Written exercise: Format each line of the entries below as a JSON list of strings, one string per line, omitting any blank lines.
○ ○ ○ ○ ○ ○ ○
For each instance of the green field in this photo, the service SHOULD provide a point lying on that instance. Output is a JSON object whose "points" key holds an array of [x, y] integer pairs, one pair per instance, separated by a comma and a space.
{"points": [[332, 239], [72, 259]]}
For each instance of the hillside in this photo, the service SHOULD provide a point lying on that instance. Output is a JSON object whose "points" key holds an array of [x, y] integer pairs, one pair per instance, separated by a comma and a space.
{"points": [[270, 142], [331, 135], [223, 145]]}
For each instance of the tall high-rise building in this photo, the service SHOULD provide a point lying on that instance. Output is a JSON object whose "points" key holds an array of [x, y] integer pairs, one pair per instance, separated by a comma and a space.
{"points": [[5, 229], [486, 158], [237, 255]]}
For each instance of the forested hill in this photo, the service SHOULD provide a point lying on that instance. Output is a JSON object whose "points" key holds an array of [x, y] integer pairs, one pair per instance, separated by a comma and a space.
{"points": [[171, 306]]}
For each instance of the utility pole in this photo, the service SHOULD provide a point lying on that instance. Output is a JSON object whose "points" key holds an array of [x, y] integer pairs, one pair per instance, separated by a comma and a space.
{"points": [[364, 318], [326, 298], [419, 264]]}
○ ○ ○ ○ ○ ○ ○
Correct output:
[
  "For each instance of the green field in this photo, the service SHOULD provide a point lying on that instance. Output is a JSON object whose \"points\" key holds an array of [x, y] integer pairs, one pair per instance, separated by a comma and a space.",
  "{\"points\": [[332, 239], [72, 259]]}",
  "For each instance of the hillside in this photo, the service SHOULD provide a point lying on that instance. Output is a JSON object whose \"points\" key holds an array of [x, y] integer pairs, one pair per instance, separated by a comma and a space.",
  "{\"points\": [[270, 142], [331, 135], [223, 145]]}",
  "For each instance of the tall high-rise building in this photo, the service SHOULD provide a point lying on that instance. Output is a JSON object whose \"points\" key holds an array of [x, y] integer pairs, one pair per instance, separated by a comma and a space.",
  "{\"points\": [[5, 229], [486, 158], [237, 255]]}",
  "For each instance of the forested hill in this photo, the service SHOULD provide a point lying on that instance. Output is a JSON object whose \"points\" key holds an array of [x, y] integer pairs, one pair per instance, separated by a comma and a space.",
  "{\"points\": [[171, 306]]}",
  "For each instance of the utility pole in this photo, the service SHOULD provide a point lying on that instance. Output is a JSON object whose \"points\" key holds an array of [x, y] integer pairs, one pair per instance, separated by a comma and a space.",
  "{\"points\": [[364, 318], [326, 298], [419, 264]]}"
]